Copy the lines below word for word, but leave the pictures out.

--- start of Records supplied ---

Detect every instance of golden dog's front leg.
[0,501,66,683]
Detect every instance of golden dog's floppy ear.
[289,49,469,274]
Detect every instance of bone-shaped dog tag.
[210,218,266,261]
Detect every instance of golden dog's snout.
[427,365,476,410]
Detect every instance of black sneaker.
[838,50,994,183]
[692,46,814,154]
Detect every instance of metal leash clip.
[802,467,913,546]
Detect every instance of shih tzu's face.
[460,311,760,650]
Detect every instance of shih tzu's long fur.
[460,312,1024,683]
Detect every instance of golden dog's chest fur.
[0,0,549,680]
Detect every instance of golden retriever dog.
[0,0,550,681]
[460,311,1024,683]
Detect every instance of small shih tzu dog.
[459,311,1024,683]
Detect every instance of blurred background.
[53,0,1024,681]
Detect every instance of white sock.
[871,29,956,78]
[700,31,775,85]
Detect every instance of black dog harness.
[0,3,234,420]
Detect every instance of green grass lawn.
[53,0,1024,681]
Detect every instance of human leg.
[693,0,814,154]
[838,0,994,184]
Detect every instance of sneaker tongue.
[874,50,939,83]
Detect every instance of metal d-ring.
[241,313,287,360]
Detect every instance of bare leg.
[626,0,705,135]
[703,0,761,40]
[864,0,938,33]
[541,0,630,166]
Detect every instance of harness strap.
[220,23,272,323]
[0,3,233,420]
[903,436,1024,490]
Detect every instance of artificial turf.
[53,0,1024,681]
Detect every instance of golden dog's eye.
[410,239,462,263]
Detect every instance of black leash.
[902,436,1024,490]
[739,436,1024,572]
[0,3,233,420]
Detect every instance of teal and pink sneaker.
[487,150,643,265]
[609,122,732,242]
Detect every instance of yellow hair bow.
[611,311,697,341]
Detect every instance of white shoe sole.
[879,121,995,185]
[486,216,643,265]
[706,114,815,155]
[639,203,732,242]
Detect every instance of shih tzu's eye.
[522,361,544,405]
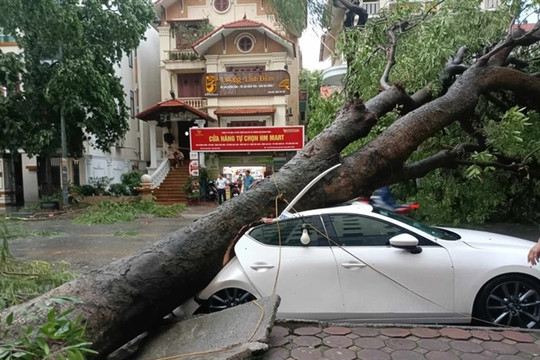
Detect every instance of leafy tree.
[308,0,540,223]
[0,0,154,156]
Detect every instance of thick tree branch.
[477,23,540,66]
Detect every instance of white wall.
[80,27,160,184]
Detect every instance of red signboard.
[189,126,304,152]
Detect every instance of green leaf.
[6,313,13,326]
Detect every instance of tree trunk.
[1,32,540,355]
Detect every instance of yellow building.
[137,0,304,200]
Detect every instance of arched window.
[235,33,255,53]
[214,0,231,12]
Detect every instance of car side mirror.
[390,234,422,254]
[300,224,311,245]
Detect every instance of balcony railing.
[167,50,200,61]
[484,0,501,10]
[178,97,207,110]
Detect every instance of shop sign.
[189,126,304,152]
[204,70,291,97]
[189,159,199,176]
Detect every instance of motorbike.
[229,183,240,197]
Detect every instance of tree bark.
[1,28,540,355]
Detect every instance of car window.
[249,216,328,246]
[373,208,461,240]
[328,214,404,246]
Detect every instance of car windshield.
[373,207,461,240]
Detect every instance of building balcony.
[178,97,208,110]
[322,64,347,86]
[163,50,206,72]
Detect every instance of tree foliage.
[308,0,540,223]
[0,0,154,156]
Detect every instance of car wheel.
[197,288,256,314]
[473,275,540,329]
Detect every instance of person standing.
[236,174,243,193]
[244,170,254,191]
[216,173,229,205]
[527,238,540,266]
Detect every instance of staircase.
[154,164,189,205]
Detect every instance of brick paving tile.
[291,348,322,360]
[381,328,411,338]
[494,355,524,360]
[471,330,491,341]
[356,349,390,360]
[264,348,290,360]
[354,338,384,349]
[352,328,379,337]
[385,339,417,350]
[516,343,540,356]
[441,328,472,340]
[294,326,321,335]
[323,349,356,360]
[411,328,441,339]
[270,325,291,336]
[268,336,290,347]
[461,354,493,360]
[293,335,322,347]
[418,339,450,351]
[501,330,536,342]
[482,341,518,355]
[323,335,353,348]
[450,340,484,353]
[425,351,459,360]
[323,326,351,335]
[391,350,425,360]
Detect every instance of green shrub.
[109,184,131,196]
[76,184,96,196]
[0,298,97,360]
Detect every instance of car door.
[324,214,454,322]
[235,216,344,320]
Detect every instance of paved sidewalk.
[258,322,540,360]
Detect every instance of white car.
[176,201,540,328]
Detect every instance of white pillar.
[195,119,206,168]
[148,121,157,169]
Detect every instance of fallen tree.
[1,1,540,355]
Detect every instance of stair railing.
[150,159,170,188]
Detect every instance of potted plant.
[184,176,201,204]
[163,132,174,145]
[39,195,60,210]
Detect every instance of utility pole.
[58,45,69,206]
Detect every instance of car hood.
[444,227,534,249]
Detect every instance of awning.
[214,107,276,116]
[135,99,216,122]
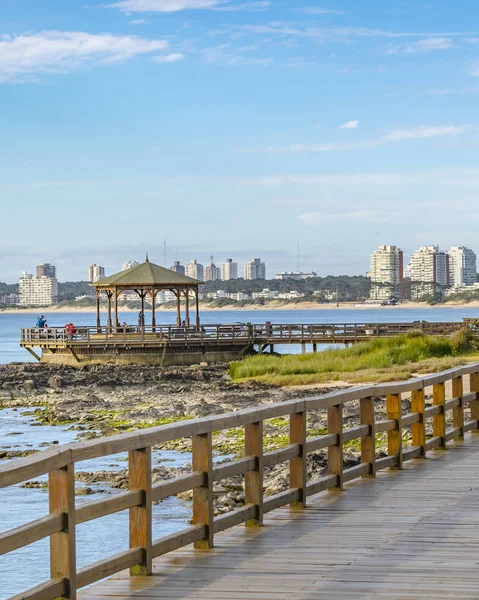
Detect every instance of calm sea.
[0,308,479,600]
[0,307,479,364]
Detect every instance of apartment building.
[367,246,404,302]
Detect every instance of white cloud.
[386,37,455,54]
[107,0,271,13]
[153,52,184,63]
[255,125,470,153]
[0,31,168,81]
[298,210,404,225]
[339,121,359,129]
[212,0,271,12]
[300,6,346,15]
[380,125,466,142]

--- end of Records supplied ---

Response
Detect every instance of golden dog's front leg.
[0,501,66,683]
Detect every instance of golden dog's floppy ear.
[289,49,469,274]
Detect every instance of bone-shaped dog tag.
[210,218,266,261]
Detect every instance of golden dog's snout.
[427,365,476,410]
Detect every instance of black sneaker.
[838,50,994,183]
[692,46,814,154]
Detect every instance of metal leash clip.
[802,467,913,546]
Detect every instance of shih tzu's face.
[460,311,760,650]
Detect every instance of shih tzu's long fur.
[460,312,1024,683]
Detect every instance of golden dog's chest fur.
[0,0,549,680]
Detect every instance of golden retriever dog.
[0,0,550,681]
[460,311,1024,683]
Detect every instance of small shih tzu dog.
[459,311,1024,683]
Detect every instance of blurred background.
[53,0,1024,681]
Detect every instance of white sock.
[871,29,956,78]
[700,31,775,85]
Detect every instance of black dog harness.
[0,3,234,420]
Detect every instance of green grass lawn.
[53,0,1024,681]
Detect every instance of human leg.
[693,0,814,154]
[838,0,994,184]
Detect every instance of sneaker tongue.
[874,50,939,83]
Detect every instance of metal d-ring.
[241,313,287,360]
Detect every instance of bare leg.
[626,0,705,135]
[703,0,761,40]
[864,0,938,33]
[541,0,630,166]
Detect every instance of harness strap.
[220,23,272,323]
[0,3,233,420]
[903,436,1024,490]
Detect every instance of artificial turf.
[53,0,1024,681]
Detect every instance of golden dog's eye.
[410,239,462,263]
Detect every instance of black leash.
[902,436,1024,490]
[739,436,1024,572]
[0,3,233,420]
Detect every instance of teal and pink sneaker.
[487,150,643,265]
[609,122,732,242]
Detect every instance of yellow hair bow.
[611,311,697,341]
Detect every instance of white shoe sole.
[879,121,995,185]
[486,216,643,265]
[706,114,815,155]
[639,203,732,242]
Detect every instance of shih tzu's eye.
[522,361,544,405]
Detect every instance of leafy tree.
[308,0,540,223]
[0,0,154,156]
Detect every instance of thick tree branch.
[477,23,540,66]
Detect every instance of white wall.
[80,27,160,184]
Detect every instance of red signboard.
[189,126,304,152]
Detect every instance of green leaf.
[6,313,13,326]
Detect every instance of tree trunk.
[1,32,540,355]
Detect every instance of yellow building.
[137,0,304,200]
Detect every instance of arched window.
[235,33,255,53]
[214,0,231,12]
Detect every instance of car side mirror.
[390,234,422,254]
[300,224,311,245]
Detect every instance of balcony railing.
[167,50,200,61]
[484,0,501,10]
[178,97,207,110]
Detect every instance of shop sign.
[189,126,304,152]
[204,70,291,97]
[189,159,199,176]
Detect every instance of motorbike.
[229,183,240,197]
Detect every instance of tree bark.
[1,28,540,355]
Detect every instance of car window.
[249,216,328,246]
[373,208,461,240]
[328,214,404,246]
Detect every instance of car windshield.
[373,207,461,240]
Detect every instance of building balcony.
[178,97,208,110]
[322,64,347,86]
[163,50,206,72]
Detect every instance of tree foliage.
[308,0,540,223]
[0,0,154,156]
Detect every instance of car wheel.
[197,288,256,314]
[473,275,540,329]
Detect every instance of person standing.
[236,174,243,193]
[244,170,254,191]
[216,173,229,205]
[527,238,540,266]
Detect every instance of staircase.
[154,164,189,205]
Detect every instance of brick paving tile.
[291,348,322,360]
[381,328,411,338]
[494,355,524,360]
[471,330,491,341]
[356,349,390,360]
[264,348,290,360]
[354,338,384,349]
[352,328,379,337]
[385,339,417,350]
[516,343,540,356]
[441,328,472,340]
[294,326,321,335]
[323,349,356,360]
[411,328,441,339]
[270,325,291,336]
[268,336,290,347]
[461,354,493,360]
[293,335,322,347]
[418,339,450,351]
[501,330,536,342]
[482,341,518,355]
[323,335,353,348]
[450,340,484,353]
[425,351,459,360]
[323,326,351,335]
[391,350,425,360]
Detect every instance of green shrub.
[109,184,131,196]
[76,184,96,196]
[0,298,97,360]
Detect every instance of car door.
[324,214,454,322]
[235,216,344,320]
Detect every instance of paved sidewalk.
[258,322,540,360]
Detect every instance of white car.
[176,201,540,328]
Detect every instance of white pillar.
[195,119,206,168]
[148,121,157,169]
Detect every instance of fallen tree.
[1,1,540,355]
Detect every instance of stair railing.
[150,159,170,188]
Detect every instance of potted plant.
[184,176,201,204]
[163,132,174,145]
[39,195,60,210]
Detect every instance of utility pole.
[58,45,69,206]
Detect every instance of car hood.
[444,227,534,249]
Detect every instance of awning.
[214,107,276,116]
[135,99,216,122]
Detect every instance of calm sea.
[0,308,479,600]
[0,307,479,364]
Detect every instance of apartment building.
[367,246,404,302]
Detect every instance of white cloud.
[386,37,455,54]
[107,0,271,13]
[153,52,184,63]
[255,125,470,153]
[0,31,168,81]
[298,210,404,225]
[339,121,359,129]
[212,0,271,12]
[300,6,346,15]
[380,125,466,142]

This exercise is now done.